#### Entries provided
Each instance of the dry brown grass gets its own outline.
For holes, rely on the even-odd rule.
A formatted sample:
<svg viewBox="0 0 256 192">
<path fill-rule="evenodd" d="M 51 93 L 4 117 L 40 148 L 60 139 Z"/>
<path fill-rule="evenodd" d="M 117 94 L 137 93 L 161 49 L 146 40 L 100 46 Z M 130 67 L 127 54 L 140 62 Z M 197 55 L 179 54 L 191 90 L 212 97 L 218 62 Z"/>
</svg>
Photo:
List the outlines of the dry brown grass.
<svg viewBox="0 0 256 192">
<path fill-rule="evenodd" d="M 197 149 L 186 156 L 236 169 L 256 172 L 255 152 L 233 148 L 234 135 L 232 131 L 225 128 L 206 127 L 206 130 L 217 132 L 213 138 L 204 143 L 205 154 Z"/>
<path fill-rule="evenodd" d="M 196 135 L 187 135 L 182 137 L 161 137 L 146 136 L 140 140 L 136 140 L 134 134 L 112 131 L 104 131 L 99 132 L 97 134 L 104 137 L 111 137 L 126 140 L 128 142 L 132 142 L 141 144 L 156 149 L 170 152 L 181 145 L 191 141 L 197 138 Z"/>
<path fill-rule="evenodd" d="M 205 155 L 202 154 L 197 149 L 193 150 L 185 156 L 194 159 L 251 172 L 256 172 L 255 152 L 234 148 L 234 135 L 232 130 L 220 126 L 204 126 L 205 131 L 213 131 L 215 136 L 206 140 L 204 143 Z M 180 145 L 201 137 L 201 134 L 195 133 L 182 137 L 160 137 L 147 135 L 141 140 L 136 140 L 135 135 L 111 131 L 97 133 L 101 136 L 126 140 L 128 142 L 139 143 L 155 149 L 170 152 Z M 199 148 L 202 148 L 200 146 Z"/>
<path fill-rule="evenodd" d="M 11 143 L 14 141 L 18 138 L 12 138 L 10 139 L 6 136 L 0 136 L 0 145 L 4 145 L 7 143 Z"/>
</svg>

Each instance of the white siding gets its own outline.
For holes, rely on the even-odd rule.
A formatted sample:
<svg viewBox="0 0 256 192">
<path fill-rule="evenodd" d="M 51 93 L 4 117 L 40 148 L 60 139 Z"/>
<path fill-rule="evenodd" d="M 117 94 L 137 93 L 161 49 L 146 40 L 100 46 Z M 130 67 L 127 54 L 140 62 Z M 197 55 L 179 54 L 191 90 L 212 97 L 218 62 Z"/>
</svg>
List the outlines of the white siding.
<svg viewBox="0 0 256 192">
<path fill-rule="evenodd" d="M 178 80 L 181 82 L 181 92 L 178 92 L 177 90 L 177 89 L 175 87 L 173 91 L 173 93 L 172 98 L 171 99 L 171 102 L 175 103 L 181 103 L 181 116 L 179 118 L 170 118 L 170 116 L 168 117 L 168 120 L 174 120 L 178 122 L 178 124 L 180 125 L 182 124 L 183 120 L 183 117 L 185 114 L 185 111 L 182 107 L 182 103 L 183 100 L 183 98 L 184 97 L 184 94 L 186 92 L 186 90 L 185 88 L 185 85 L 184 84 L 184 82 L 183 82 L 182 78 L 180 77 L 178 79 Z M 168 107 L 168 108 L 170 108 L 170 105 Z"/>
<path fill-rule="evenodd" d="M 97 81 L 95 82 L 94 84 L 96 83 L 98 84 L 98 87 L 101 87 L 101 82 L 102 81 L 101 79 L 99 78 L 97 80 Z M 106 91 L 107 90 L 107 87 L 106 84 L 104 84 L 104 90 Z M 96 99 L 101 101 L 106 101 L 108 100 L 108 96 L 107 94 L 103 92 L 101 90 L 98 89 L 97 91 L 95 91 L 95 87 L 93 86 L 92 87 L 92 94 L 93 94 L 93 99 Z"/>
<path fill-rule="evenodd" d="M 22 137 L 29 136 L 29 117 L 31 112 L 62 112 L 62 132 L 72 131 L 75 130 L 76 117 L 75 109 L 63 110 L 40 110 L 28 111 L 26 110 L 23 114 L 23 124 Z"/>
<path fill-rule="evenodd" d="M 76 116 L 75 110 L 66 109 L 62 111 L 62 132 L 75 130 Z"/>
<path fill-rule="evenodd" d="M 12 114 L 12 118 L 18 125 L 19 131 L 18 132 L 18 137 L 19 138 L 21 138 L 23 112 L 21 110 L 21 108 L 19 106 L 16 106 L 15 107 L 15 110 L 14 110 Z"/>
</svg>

#### Instructions for the task
Which lines of the records above contain the word "instance", with case counting? List each of those lines in full.

#### Answer to this exercise
Each instance of the dry brown grass gets its own outline.
Each instance of the white siding gets its own outline.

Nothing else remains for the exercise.